╔══

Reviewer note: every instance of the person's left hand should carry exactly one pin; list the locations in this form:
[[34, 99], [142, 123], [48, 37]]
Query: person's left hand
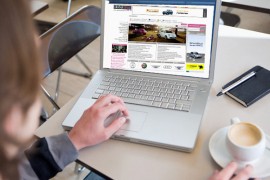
[[90, 129], [228, 173]]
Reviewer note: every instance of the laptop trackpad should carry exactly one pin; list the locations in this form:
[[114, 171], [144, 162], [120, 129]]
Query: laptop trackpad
[[134, 122]]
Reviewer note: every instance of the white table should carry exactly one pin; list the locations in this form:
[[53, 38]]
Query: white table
[[253, 5], [238, 50], [38, 6]]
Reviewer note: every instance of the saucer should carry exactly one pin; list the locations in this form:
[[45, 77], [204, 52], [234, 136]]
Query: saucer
[[221, 155]]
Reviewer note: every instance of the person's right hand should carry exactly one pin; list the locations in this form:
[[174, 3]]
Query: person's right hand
[[90, 129], [229, 171]]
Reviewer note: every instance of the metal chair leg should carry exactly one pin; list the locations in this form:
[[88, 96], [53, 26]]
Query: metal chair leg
[[55, 105]]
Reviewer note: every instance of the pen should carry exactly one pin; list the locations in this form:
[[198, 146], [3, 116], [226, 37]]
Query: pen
[[243, 79]]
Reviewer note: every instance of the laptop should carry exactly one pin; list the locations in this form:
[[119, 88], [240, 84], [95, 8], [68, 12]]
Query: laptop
[[159, 56]]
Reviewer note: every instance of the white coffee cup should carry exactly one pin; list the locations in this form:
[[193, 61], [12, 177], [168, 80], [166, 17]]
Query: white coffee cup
[[246, 142]]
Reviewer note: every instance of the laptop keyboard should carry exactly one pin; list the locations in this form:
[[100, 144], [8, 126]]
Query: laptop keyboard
[[149, 91]]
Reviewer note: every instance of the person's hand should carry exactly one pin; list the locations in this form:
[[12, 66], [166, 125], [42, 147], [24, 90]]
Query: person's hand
[[90, 130], [229, 171]]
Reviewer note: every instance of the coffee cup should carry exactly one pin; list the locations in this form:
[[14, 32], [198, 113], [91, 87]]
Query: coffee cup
[[246, 142]]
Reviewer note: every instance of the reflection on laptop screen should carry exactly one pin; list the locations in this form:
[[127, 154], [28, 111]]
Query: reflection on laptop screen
[[159, 36]]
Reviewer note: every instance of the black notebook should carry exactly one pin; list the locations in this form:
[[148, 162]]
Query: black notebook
[[252, 89]]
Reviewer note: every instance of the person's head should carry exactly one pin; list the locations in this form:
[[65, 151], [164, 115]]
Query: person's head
[[20, 76]]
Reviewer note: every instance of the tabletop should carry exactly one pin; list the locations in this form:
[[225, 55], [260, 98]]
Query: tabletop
[[253, 5], [238, 50], [38, 6]]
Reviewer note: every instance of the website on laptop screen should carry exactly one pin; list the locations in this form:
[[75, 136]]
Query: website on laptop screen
[[168, 39]]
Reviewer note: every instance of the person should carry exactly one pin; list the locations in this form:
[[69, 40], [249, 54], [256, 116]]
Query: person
[[229, 173], [20, 77]]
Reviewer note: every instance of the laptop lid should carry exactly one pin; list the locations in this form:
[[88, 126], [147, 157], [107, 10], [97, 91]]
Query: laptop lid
[[160, 36]]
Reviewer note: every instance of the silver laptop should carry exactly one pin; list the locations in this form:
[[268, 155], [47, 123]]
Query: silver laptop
[[158, 55]]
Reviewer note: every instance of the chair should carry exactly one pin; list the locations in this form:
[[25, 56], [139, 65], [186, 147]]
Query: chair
[[66, 39]]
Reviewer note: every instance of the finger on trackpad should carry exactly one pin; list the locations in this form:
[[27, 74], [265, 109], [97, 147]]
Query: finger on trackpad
[[134, 121]]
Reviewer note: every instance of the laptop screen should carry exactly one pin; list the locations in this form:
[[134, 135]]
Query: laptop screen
[[159, 36]]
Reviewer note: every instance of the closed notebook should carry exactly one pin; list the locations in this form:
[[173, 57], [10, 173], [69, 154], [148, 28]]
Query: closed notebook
[[252, 89]]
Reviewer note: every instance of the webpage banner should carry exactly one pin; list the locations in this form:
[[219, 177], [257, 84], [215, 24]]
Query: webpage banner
[[158, 38]]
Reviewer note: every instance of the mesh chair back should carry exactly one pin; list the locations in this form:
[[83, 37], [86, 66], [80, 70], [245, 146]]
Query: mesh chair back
[[69, 37]]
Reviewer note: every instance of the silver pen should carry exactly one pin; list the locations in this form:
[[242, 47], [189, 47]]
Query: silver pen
[[243, 79]]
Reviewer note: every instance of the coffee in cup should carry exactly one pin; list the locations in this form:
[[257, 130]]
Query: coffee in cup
[[246, 142]]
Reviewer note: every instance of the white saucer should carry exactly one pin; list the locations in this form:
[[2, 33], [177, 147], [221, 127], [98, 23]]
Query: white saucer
[[219, 152]]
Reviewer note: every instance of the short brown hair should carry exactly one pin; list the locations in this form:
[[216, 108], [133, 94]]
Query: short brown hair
[[20, 67]]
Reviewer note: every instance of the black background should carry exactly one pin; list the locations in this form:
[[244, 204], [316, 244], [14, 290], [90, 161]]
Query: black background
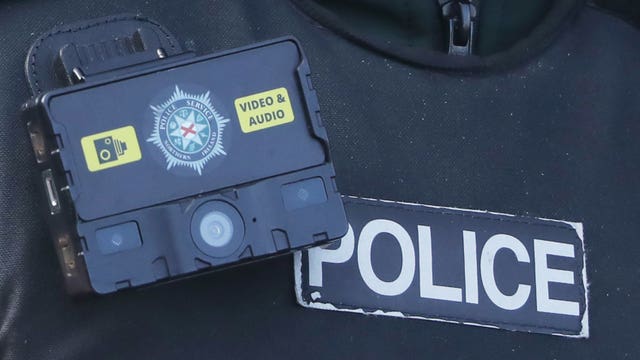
[[554, 135]]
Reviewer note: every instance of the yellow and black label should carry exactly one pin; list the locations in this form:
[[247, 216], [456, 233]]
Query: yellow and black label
[[264, 110], [111, 148]]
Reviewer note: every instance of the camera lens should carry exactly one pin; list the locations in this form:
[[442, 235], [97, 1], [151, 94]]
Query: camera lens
[[217, 228]]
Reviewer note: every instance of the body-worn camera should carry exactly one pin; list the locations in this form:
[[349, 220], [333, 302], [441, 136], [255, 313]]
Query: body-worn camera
[[174, 164]]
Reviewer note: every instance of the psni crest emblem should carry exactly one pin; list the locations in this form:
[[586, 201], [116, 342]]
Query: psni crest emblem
[[188, 130]]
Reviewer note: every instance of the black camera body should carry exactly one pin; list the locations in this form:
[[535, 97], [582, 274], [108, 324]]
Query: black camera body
[[181, 164]]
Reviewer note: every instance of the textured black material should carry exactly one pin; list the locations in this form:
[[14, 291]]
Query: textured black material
[[555, 136]]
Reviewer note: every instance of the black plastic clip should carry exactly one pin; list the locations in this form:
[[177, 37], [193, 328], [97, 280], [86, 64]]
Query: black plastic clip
[[461, 16]]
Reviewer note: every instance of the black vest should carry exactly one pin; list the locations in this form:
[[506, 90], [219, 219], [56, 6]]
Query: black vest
[[546, 126]]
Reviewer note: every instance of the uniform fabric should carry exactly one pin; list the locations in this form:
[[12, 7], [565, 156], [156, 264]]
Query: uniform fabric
[[552, 135]]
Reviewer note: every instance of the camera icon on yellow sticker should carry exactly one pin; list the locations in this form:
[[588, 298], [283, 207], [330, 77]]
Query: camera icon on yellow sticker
[[111, 148]]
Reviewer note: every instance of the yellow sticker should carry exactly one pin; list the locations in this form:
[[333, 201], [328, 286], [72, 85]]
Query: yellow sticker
[[264, 110], [111, 148]]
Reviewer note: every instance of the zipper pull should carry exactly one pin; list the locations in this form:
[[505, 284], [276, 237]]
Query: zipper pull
[[461, 16]]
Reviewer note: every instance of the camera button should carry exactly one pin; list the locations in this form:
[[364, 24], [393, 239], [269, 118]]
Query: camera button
[[117, 238], [304, 193]]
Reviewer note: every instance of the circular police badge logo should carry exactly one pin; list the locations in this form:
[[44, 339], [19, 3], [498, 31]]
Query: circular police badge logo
[[188, 130]]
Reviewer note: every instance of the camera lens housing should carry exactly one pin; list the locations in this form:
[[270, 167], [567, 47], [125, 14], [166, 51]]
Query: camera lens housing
[[217, 228]]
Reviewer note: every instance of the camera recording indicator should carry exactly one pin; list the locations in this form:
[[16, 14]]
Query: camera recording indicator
[[111, 148]]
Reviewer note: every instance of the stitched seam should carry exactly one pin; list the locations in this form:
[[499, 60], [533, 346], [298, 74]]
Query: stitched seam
[[453, 318], [42, 39], [426, 209]]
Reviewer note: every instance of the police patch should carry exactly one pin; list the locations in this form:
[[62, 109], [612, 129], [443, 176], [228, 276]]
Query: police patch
[[188, 130]]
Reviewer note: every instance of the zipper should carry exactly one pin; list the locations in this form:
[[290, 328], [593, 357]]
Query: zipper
[[461, 17]]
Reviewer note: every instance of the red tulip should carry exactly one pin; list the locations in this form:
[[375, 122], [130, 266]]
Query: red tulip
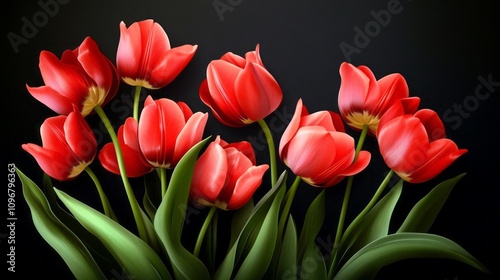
[[135, 163], [240, 91], [167, 130], [363, 99], [226, 175], [414, 145], [316, 148], [69, 146], [83, 77], [145, 58]]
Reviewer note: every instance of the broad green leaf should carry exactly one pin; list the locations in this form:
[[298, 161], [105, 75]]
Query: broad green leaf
[[313, 222], [373, 225], [239, 220], [399, 246], [135, 257], [226, 268], [313, 264], [423, 214], [103, 258], [169, 218], [259, 257], [56, 234], [287, 263]]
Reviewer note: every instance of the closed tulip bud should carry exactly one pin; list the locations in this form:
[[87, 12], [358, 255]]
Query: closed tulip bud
[[83, 77]]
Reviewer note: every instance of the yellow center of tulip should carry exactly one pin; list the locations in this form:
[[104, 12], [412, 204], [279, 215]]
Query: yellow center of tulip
[[96, 96], [138, 82], [358, 120]]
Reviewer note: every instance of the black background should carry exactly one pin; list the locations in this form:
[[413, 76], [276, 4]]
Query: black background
[[441, 47]]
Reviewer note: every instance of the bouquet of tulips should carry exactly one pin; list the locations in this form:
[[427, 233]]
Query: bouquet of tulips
[[182, 169]]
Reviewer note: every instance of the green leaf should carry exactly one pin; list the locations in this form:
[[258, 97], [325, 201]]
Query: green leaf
[[287, 263], [313, 264], [135, 257], [57, 235], [170, 216], [312, 224], [423, 214], [226, 268], [399, 246], [239, 220], [259, 257], [373, 225]]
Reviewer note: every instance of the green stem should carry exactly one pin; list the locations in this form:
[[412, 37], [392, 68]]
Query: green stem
[[104, 200], [272, 152], [345, 202], [137, 95], [128, 188], [288, 203], [369, 206], [163, 180], [203, 230]]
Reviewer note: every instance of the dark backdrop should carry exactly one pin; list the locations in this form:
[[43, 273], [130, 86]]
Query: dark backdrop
[[446, 50]]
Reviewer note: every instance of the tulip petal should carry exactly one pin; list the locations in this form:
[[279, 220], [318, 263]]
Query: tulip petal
[[209, 174], [442, 153], [52, 99], [53, 163], [311, 151], [80, 137], [257, 92], [191, 133], [166, 69], [246, 186]]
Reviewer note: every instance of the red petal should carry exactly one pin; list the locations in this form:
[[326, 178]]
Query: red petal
[[257, 92], [168, 67], [52, 99], [246, 186]]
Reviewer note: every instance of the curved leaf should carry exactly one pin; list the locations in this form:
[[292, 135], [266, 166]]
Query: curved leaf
[[58, 236], [226, 268], [395, 247], [372, 226], [135, 257], [423, 214], [259, 257], [170, 215], [312, 224], [287, 263]]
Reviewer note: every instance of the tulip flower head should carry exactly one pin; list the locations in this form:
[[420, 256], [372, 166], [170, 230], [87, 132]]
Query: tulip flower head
[[414, 145], [145, 57], [363, 99], [83, 77], [226, 175], [240, 91], [167, 130], [316, 148], [68, 146], [135, 163]]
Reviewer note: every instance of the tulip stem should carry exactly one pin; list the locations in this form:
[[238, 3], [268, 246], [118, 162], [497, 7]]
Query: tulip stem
[[272, 152], [345, 202], [128, 189], [163, 180], [137, 95], [104, 200], [203, 230]]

╚══

YOUR GOAL>
Your output consists solely of the lines from the one with "Reviewer note: every instance of the green stem" through the last line, copied exactly.

CORRECT RESULT>
Reviewer note: every instance of the green stem should carry exactly one pin; list the locations in this form:
[[412, 37], [392, 68]]
Query: green stem
[[104, 200], [272, 152], [345, 202], [137, 95], [128, 188], [288, 203], [369, 206], [163, 180], [203, 230]]
Reviewer note: every instance of the dark backdrop should carry exactly one pin; list the locations in this form:
[[43, 273], [130, 86]]
Query: dark backdrop
[[446, 50]]
Reviewer note: every instance of the tulip petal should carry exactly one pin; list the locations in this form:
[[279, 220], [318, 263]]
Query: tulip petal
[[209, 174], [442, 153], [52, 99], [53, 163], [311, 151], [80, 137], [257, 92], [191, 133], [166, 69], [246, 186]]
Reviewer note: every instance of the red petal should carry exactly one pin; list the locations in this form:
[[326, 178]]
Query: red petal
[[257, 92], [168, 67], [52, 99], [246, 186]]
Reviewer note: every instance of the curved leaf should carry exactly one pin; list the locations in this form:
[[292, 135], [266, 166]]
Query: curved leaf
[[58, 236], [226, 268], [395, 247], [372, 226], [135, 257], [423, 214], [259, 257], [170, 215], [312, 224], [287, 263]]
Reviewer note: every instance of the tulip flower head should carry exactly one pin; list the locations in this form:
[[420, 256], [372, 166], [170, 230], [87, 132]]
Query: tulip flower head
[[414, 145], [145, 57], [363, 99], [83, 77], [226, 175], [240, 91], [167, 130], [316, 148], [68, 146], [135, 163]]
Reviewer note: every instance of the tulip stem should carry exactly one pin; list the locations in this form:
[[238, 3], [268, 246], [118, 162], [497, 7]]
Query: tulip stem
[[272, 152], [345, 202], [128, 189], [163, 180], [137, 95], [104, 200], [203, 230]]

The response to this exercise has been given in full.